Excerpts from point annotation data:
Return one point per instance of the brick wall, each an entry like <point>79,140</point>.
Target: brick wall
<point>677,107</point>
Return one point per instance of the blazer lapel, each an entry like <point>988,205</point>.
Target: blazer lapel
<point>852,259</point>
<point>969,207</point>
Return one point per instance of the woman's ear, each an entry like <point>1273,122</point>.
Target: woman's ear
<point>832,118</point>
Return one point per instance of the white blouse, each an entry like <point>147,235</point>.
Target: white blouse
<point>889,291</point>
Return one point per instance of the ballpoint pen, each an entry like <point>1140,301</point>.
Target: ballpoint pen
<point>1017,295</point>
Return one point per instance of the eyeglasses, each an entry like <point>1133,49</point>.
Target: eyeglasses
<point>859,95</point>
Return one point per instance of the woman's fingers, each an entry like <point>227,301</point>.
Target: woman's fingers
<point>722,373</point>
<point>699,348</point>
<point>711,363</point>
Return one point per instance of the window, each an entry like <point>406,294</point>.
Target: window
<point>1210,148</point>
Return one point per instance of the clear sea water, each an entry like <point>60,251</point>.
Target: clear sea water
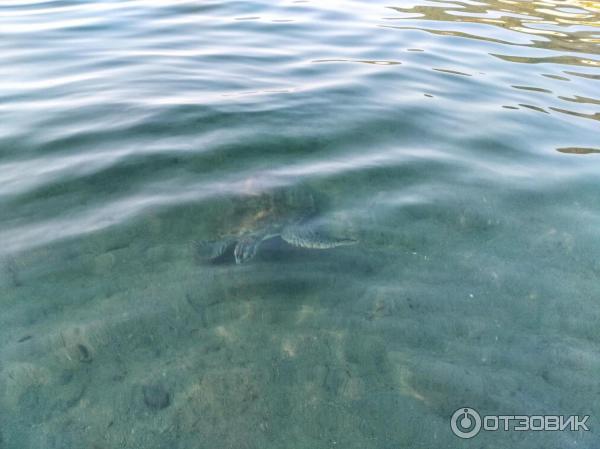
<point>455,140</point>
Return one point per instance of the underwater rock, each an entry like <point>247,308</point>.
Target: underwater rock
<point>156,396</point>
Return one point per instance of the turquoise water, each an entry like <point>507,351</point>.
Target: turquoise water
<point>455,141</point>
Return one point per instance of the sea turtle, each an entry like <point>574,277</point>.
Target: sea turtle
<point>288,213</point>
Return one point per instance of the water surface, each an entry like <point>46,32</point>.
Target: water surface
<point>457,142</point>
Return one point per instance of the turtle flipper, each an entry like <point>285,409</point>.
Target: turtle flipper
<point>313,237</point>
<point>246,248</point>
<point>212,250</point>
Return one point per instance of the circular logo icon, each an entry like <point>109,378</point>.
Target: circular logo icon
<point>465,423</point>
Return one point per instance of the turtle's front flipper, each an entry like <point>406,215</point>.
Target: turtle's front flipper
<point>313,237</point>
<point>212,250</point>
<point>246,247</point>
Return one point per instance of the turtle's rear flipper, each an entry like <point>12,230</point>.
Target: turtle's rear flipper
<point>313,237</point>
<point>246,248</point>
<point>212,250</point>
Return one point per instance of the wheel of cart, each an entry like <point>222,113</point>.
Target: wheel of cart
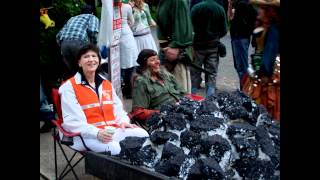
<point>67,140</point>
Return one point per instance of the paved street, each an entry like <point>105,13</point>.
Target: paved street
<point>227,80</point>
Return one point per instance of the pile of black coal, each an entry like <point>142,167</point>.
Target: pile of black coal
<point>226,136</point>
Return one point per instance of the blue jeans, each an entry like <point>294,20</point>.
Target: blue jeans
<point>240,48</point>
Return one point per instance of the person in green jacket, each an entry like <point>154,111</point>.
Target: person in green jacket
<point>175,37</point>
<point>153,86</point>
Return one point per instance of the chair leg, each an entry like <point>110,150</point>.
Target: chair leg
<point>64,154</point>
<point>72,168</point>
<point>55,153</point>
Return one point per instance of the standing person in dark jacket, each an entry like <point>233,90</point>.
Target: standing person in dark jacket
<point>242,25</point>
<point>209,24</point>
<point>175,38</point>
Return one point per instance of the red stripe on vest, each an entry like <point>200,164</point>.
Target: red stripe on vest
<point>86,96</point>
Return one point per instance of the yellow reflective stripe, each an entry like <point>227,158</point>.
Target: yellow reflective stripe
<point>107,102</point>
<point>90,106</point>
<point>111,122</point>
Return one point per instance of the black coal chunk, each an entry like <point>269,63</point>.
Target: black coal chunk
<point>265,141</point>
<point>254,169</point>
<point>155,121</point>
<point>205,123</point>
<point>247,148</point>
<point>264,119</point>
<point>208,107</point>
<point>167,108</point>
<point>207,168</point>
<point>146,156</point>
<point>195,172</point>
<point>189,138</point>
<point>161,137</point>
<point>229,173</point>
<point>215,146</point>
<point>170,150</point>
<point>236,112</point>
<point>171,166</point>
<point>211,169</point>
<point>257,110</point>
<point>195,151</point>
<point>241,129</point>
<point>129,148</point>
<point>175,121</point>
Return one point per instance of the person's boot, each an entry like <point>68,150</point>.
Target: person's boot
<point>194,90</point>
<point>209,91</point>
<point>46,127</point>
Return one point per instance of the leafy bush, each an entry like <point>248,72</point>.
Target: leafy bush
<point>51,66</point>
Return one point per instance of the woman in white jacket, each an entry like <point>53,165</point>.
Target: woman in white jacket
<point>89,104</point>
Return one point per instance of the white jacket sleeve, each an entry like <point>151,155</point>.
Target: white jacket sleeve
<point>74,119</point>
<point>118,110</point>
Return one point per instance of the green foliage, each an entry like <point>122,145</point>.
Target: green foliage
<point>49,50</point>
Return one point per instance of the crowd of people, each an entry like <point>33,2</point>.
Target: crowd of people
<point>189,34</point>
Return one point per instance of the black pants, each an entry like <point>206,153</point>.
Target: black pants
<point>126,74</point>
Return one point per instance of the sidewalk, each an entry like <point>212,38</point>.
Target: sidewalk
<point>227,79</point>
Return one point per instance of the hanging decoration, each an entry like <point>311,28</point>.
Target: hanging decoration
<point>45,19</point>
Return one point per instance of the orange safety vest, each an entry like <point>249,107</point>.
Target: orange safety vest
<point>97,113</point>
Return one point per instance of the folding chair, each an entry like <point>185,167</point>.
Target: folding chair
<point>67,140</point>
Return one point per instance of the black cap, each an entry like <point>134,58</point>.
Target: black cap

What is asked:
Put every line of the material above into a numbered list, skipping any blank lines. Leave out the pictures.

Correct response:
1. Return one point per instance of the brick wall, each an entry like <point>79,140</point>.
2. Target: brick wall
3. <point>677,107</point>
4. Return one point per instance of the blazer lapel, each an entry like <point>988,205</point>.
5. Target: blazer lapel
6. <point>852,259</point>
7. <point>969,207</point>
8. Return one point per instance of the woman's ear, each an entry like <point>1273,122</point>.
9. Target: woman's ear
10. <point>832,118</point>
11. Return one point per instance of the white blouse, each an entry like <point>147,235</point>.
12. Target: white blouse
13. <point>889,291</point>
14. Return one point per instance of the ballpoint pen, each an entry like <point>1140,301</point>.
15. Target: ballpoint pen
16. <point>1017,295</point>
17. Return one point per instance of the eyeglasses, each an entry like <point>1133,49</point>.
18. Target: eyeglasses
19. <point>859,95</point>
20. Return one point per instance of the woman's fingers, each an entry like <point>227,301</point>.
21. Target: woman's fingers
22. <point>722,373</point>
23. <point>699,348</point>
24. <point>711,363</point>
25. Return one point per instance of the window, each an entry like <point>406,294</point>.
26. Target: window
27. <point>1210,148</point>
28. Return one point per instance of the clear sea water, each an entry like <point>60,251</point>.
29. Target: clear sea water
30. <point>455,140</point>
31. Return one point per instance of the underwater rock, each an entry like <point>247,308</point>.
32. Target: underwater rock
33. <point>156,396</point>
34. Return one point per instance of the turquoise water, each an entry like <point>507,351</point>.
35. Target: turquoise water
36. <point>455,141</point>
37. Return one point per instance of the sea turtle, each an entry like <point>574,277</point>.
38. Target: sea turtle
39. <point>288,213</point>
40. Return one point per instance of the water surface, each an entry like <point>46,32</point>.
41. Target: water surface
42. <point>457,142</point>
43. Return one point per instance of the turtle flipper, each an entry like <point>285,409</point>.
44. Target: turtle flipper
45. <point>313,237</point>
46. <point>246,248</point>
47. <point>212,250</point>
48. Return one point per instance of the circular logo icon, each an entry like <point>109,378</point>.
49. Target: circular logo icon
50. <point>465,423</point>
51. Return one point per instance of the turtle's front flipper, each an entry like <point>406,215</point>.
52. Target: turtle's front flipper
53. <point>313,237</point>
54. <point>212,250</point>
55. <point>246,247</point>
56. Return one point per instance of the turtle's rear flipper, each an entry like <point>12,230</point>.
57. Target: turtle's rear flipper
58. <point>313,237</point>
59. <point>246,248</point>
60. <point>212,250</point>
61. Return one point per instance of the wheel of cart, each an entry like <point>222,113</point>.
62. Target: wheel of cart
63. <point>67,140</point>
64. Return one point per instance of the paved street, each an entry like <point>105,13</point>.
65. Target: paved street
66. <point>227,80</point>
67. Return one point per instance of the pile of black coal, each an entry like <point>142,167</point>.
68. Target: pile of black coal
69. <point>226,136</point>
70. Return one point per instance of the blue jeans, each an entry like <point>294,20</point>.
71. Target: blue jeans
72. <point>240,48</point>
73. Return one point per instance of the person in green jacket, each an entry like <point>154,111</point>.
74. Target: person in green jacket
75. <point>175,37</point>
76. <point>153,86</point>
77. Return one point per instance of the chair leg, each an entry like <point>110,150</point>.
78. Target: chair leg
79. <point>64,154</point>
80. <point>72,168</point>
81. <point>55,153</point>
82. Return one point per instance of the standing person in dark jacket, each an entry like <point>233,90</point>.
83. Target: standing person in dark jacket
84. <point>242,25</point>
85. <point>209,24</point>
86. <point>175,38</point>
87. Return one point per instance of the red stripe on vest, each an entry like <point>200,164</point>.
88. Target: red stripe on vest
89. <point>86,96</point>
90. Return one point per instance of the yellow reflective stripe, each an entry like <point>227,158</point>.
91. Target: yellow reflective stripe
92. <point>107,102</point>
93. <point>90,106</point>
94. <point>111,122</point>
95. Return one point per instance of the black coal chunk, each an entry like <point>269,63</point>.
96. Target: black coal chunk
97. <point>265,141</point>
98. <point>254,169</point>
99. <point>155,121</point>
100. <point>205,123</point>
101. <point>247,148</point>
102. <point>264,119</point>
103. <point>208,107</point>
104. <point>167,108</point>
105. <point>207,168</point>
106. <point>146,156</point>
107. <point>195,172</point>
108. <point>189,138</point>
109. <point>161,137</point>
110. <point>229,173</point>
111. <point>215,146</point>
112. <point>170,150</point>
113. <point>236,112</point>
114. <point>171,166</point>
115. <point>211,169</point>
116. <point>257,110</point>
117. <point>195,151</point>
118. <point>241,129</point>
119. <point>129,148</point>
120. <point>175,121</point>
121. Return one point per instance of the person's boot, each an entry like <point>68,150</point>.
122. Target: person's boot
123. <point>194,90</point>
124. <point>209,91</point>
125. <point>46,127</point>
126. Return one point per instance of the leafy bush, each an entry like <point>248,72</point>.
127. Target: leafy bush
128. <point>51,66</point>
129. Return one point per instance of the woman in white jacket, each an entry like <point>53,165</point>.
130. Target: woman in white jacket
131. <point>89,104</point>
132. Return one point per instance of the white jacket sleeve, each an entry like <point>151,155</point>.
133. Target: white jacket sleeve
134. <point>74,119</point>
135. <point>118,110</point>
136. Return one point per instance of the green foliage, each an entry like <point>122,145</point>.
137. Target: green foliage
138. <point>49,50</point>
139. Return one point per instance of the crowd of people, each an entry like <point>33,2</point>.
140. Target: crowd of people
141. <point>189,34</point>
142. Return one point per instance of the black pants, each an entry like <point>206,153</point>.
143. Target: black pants
144. <point>126,74</point>
145. Return one point per instance of the sidewalk, each an entry like <point>212,38</point>.
146. Target: sidewalk
147. <point>227,79</point>
148. Return one point per instance of the hanging decoration, each an entry like <point>311,28</point>.
149. Target: hanging decoration
150. <point>45,19</point>
151. Return one point per instance of the orange safety vest, each an entry like <point>249,107</point>.
152. Target: orange safety vest
153. <point>97,113</point>
154. Return one point per instance of the folding chair, each an entry like <point>185,167</point>.
155. Target: folding chair
156. <point>67,140</point>
157. Return one point per instance of the black cap, each an entry like <point>134,58</point>.
158. Target: black cap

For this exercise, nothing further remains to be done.